_Working data_:
— begin —

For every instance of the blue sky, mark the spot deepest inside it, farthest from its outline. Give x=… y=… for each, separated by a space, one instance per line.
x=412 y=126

— end —
— begin —

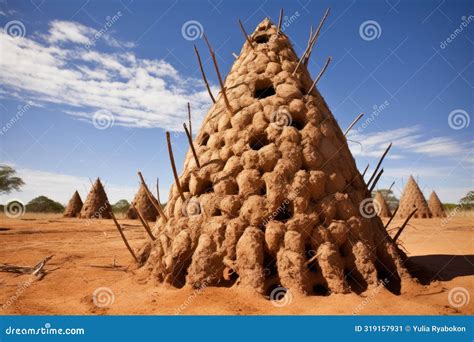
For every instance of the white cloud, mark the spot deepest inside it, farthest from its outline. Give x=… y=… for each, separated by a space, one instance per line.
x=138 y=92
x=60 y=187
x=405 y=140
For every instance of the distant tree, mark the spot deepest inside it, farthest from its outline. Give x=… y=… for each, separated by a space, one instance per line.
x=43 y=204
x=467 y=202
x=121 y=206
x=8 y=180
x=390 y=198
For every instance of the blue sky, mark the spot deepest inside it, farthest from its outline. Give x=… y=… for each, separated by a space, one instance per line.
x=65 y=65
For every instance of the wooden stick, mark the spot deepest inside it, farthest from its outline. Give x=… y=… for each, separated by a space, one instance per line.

— end —

_The task_:
Add 38 to every coordinate in the answers from the line with "For every instance of the white" through the line with "x=405 y=140", and write out those lines again, requests included, with the new values.

_Full solution_:
For every instance of the white cloud, mark the spot deepest inside it, farthest from its outline. Give x=… y=… for each, separated by a space, one instance per line.
x=176 y=130
x=98 y=225
x=443 y=178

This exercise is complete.